Und doch sind ausgerechnet die Eltern teilweise unzufrieden: „Bei der
Früheinschulung bestand aus Sicht der Kita-Eltern kein Änderungsbedarf, das
ging von der CDU aus“, sagte Norman Heise, in Personalunion Vorsitzender
des Landeselternausschuss (für Schuleltern) und des Landeselternausschuss
Kita, am Freitag der taz. Das Problem sei nicht die Einschulung mit
fünfeinhalb Jahren, sondern die schlechte Ausstattung der Grundschulen und
das Hin und Her beim Jahrgangsübergreifenden Lernen (JÜL), das den Kindern
den Übergang von Kita zu Schule eigentlich erleichtern sollte. „Es wäre
besser, JÜL endlich verbindlich umzusetzen“, so Heise.

_Aufgabe A_:
Was sollte das Jahrgangsübergreifende Lernen den Kindern laut dem Textauszug erleichtern?

(Datensatzeinträge)
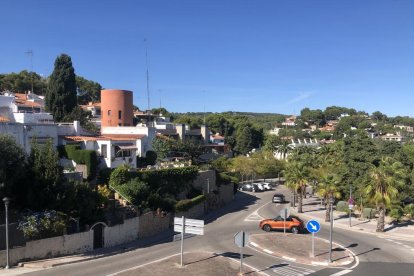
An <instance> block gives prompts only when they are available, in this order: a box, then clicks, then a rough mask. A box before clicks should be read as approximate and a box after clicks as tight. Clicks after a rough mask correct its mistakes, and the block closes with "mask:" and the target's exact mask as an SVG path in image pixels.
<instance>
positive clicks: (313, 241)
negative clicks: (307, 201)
mask: <svg viewBox="0 0 414 276" xmlns="http://www.w3.org/2000/svg"><path fill="white" fill-rule="evenodd" d="M306 229H308V231H309V232H311V233H312V258H314V257H315V233H318V232H319V230H321V225H320V224H319V222H318V221H316V220H310V221H308V223H307V224H306Z"/></svg>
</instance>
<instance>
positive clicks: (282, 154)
mask: <svg viewBox="0 0 414 276" xmlns="http://www.w3.org/2000/svg"><path fill="white" fill-rule="evenodd" d="M292 149H293V146H292V145H291V144H290V143H289V141H288V140H282V143H281V144H280V145H278V146H277V147H276V152H277V153H278V154H280V156H281V157H282V159H283V160H284V159H286V157H287V156H288V154H289V152H291V151H292Z"/></svg>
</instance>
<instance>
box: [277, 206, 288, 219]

_Aufgabe B_:
Filtere die Zeilen oben und gib jede Zeile unverändert wieder, in der die Zeichenfolge „positive“ vorkommt.

_Erwartete Antwort A_:
Den Übergang von der Kita zur Schule.

_Erwartete Antwort B_:
positive clicks: (313, 241)
positive clicks: (282, 154)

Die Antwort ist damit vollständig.